THE INPUT:
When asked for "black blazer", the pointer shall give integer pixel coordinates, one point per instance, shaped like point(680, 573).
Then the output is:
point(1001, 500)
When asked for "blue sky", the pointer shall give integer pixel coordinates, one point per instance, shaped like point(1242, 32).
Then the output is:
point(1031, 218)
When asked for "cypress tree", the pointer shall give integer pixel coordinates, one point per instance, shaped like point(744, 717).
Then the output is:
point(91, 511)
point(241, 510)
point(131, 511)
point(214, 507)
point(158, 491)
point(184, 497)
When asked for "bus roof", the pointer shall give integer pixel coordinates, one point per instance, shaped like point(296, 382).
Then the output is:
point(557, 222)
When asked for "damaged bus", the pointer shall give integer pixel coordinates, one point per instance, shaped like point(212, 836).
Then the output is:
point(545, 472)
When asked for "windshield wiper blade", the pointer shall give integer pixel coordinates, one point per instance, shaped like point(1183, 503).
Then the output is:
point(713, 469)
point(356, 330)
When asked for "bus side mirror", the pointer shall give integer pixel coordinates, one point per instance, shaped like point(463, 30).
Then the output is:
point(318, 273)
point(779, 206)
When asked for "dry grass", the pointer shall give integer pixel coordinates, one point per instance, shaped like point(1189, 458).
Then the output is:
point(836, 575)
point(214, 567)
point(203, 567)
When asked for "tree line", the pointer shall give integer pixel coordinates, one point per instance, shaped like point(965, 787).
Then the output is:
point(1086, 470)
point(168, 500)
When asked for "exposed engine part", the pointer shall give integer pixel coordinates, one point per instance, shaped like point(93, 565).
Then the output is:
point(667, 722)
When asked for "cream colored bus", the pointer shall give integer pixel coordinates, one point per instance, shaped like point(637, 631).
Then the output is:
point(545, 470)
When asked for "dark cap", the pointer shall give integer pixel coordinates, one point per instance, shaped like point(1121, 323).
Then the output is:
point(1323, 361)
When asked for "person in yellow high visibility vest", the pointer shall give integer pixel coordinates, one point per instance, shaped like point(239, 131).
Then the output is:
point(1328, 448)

EXERCISE DIRECTIONS: After reading through the records, retype all of them exactly.

RESULT FOR THIS EXERCISE:
When asked for "black blazer", the pointer shall give integer pixel coordinates, one point per instance, shaped like point(680, 573).
Then the output is:
point(1001, 500)
When asked for "blue sky", the pointer shall give integer pixel coordinates, one point per instance, shaped like point(1242, 32).
Then the output is:
point(1031, 218)
When asked for "cypress tree", the pointer shall give integer pixel coordinates, one point per instance, shaped like point(744, 717).
Then the output is:
point(91, 511)
point(241, 510)
point(131, 511)
point(214, 507)
point(158, 491)
point(184, 497)
When asked for "bus roof", the pointer shall give integer pixel coordinates, one point per instance, shaped like point(296, 382).
Then the output is:
point(557, 222)
When asked for "damaged bus", the pointer shall give integer pixel coordinates, one point per instance, shaped like point(212, 836).
Then the output is:
point(545, 472)
When asked for "windshield wiper blade", the pointer shall give integer pixel coordinates, one point per instance, shaped like point(1183, 503).
Then the output is:
point(713, 469)
point(356, 330)
When asked for "bus side mirror", the pointer shall give integer pixel coordinates, one point per instance, shaped like point(463, 30).
Then the output is:
point(318, 273)
point(779, 206)
When asked for "dry grass", the pointer shall give integer pixel coordinates, one point per instance, shaped like point(1189, 458).
Then the output is:
point(836, 575)
point(214, 567)
point(203, 567)
When asked for "tree line", the pointer shall give integer pixel coordinates, one point per instance, shaped like point(965, 787).
Then the output is:
point(1086, 470)
point(168, 500)
When asked for "exposed engine part", the pointer shall give integer pixel coordinates, one point per instance, shaped like point(93, 565).
Then the output is:
point(667, 722)
When asked for "cream colored bus", the pointer shall give integer pixel coordinates, one point per instance, shaped like point(637, 631).
Then the output is:
point(545, 470)
When asked for "dark cap", the pointer shall give integer pixel coordinates, one point per instance, shaped like point(1121, 323).
Then the output is:
point(1323, 361)
When asked for "person in yellow high visibility vest", the pointer shall give integer pixel coordinates, one point per instance, shaped like point(239, 131).
Then the output is:
point(1328, 448)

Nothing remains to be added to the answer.